What to work on
Count the lines in the records below that contain the word "reflection", and give only that number.

Exercise input
--- BEGIN ---

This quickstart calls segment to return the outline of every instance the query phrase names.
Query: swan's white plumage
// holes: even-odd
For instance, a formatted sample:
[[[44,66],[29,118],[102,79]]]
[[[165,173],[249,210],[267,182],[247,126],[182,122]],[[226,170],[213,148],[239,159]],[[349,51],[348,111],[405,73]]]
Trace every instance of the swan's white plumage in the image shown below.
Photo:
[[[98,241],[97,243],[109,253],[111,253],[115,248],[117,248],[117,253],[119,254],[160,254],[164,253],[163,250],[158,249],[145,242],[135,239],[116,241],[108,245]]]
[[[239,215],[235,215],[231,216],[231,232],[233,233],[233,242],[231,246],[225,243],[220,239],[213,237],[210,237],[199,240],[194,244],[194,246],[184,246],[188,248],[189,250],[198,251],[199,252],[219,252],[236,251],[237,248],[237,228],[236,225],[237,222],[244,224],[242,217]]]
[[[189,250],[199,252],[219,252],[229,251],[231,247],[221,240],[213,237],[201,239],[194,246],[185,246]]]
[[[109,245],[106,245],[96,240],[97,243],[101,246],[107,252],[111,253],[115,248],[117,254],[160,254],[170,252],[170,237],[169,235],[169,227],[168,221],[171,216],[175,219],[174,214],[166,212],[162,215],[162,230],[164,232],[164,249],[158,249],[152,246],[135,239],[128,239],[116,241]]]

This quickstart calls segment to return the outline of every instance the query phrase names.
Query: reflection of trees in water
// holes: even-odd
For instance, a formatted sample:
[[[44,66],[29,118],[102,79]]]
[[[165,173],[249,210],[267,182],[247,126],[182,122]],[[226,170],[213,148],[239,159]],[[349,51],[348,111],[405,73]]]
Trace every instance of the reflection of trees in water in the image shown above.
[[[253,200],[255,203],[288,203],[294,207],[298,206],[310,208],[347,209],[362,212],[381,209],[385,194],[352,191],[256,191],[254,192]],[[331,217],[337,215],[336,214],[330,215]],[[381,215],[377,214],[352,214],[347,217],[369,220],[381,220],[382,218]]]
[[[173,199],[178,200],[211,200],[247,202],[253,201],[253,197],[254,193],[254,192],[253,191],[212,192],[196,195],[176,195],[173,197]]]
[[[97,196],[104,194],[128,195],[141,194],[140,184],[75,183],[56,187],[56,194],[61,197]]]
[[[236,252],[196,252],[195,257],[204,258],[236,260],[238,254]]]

--- END ---

Completed task
2